• Source material:
..............................

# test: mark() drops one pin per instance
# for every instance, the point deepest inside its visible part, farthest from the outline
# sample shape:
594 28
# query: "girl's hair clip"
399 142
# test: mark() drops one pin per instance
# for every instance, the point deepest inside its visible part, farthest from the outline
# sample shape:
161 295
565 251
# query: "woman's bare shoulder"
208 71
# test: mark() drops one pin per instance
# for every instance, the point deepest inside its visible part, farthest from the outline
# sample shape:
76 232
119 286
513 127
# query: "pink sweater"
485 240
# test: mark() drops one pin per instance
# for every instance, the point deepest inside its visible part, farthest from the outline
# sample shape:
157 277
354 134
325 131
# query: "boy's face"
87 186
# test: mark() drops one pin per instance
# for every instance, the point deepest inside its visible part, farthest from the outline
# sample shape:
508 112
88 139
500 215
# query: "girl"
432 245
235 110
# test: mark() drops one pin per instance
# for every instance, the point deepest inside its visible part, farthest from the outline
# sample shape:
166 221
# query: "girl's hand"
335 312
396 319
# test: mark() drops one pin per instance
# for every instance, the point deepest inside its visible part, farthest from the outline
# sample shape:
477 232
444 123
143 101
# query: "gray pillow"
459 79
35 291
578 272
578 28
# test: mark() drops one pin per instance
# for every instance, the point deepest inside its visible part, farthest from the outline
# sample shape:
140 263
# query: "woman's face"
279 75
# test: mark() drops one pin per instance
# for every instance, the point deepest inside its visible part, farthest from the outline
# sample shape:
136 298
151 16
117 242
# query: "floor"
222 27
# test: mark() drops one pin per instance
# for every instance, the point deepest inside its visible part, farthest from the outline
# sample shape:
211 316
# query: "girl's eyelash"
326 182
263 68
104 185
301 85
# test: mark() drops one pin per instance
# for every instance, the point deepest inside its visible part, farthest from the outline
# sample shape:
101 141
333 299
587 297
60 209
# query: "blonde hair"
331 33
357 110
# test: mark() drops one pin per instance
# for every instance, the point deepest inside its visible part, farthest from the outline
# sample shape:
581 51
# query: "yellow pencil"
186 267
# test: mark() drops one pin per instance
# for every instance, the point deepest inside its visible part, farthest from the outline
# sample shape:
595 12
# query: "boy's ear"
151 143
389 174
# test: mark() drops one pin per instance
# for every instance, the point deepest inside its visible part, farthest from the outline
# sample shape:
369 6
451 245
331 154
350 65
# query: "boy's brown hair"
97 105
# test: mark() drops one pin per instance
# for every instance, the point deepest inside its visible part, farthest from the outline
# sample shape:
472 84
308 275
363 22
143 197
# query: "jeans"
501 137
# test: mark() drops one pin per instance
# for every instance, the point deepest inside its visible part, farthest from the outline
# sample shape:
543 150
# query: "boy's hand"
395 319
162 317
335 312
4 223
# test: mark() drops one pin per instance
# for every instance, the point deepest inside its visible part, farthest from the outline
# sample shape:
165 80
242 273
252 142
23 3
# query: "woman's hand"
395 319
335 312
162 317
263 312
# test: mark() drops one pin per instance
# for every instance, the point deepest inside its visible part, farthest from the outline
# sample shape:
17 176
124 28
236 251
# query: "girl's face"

..............................

• Set problem:
Copy every line from the records above that contains the word "face", and leave out all other lines.

• The solution:
# query: "boy's face"
# query: "woman's face"
# query: "girl's face"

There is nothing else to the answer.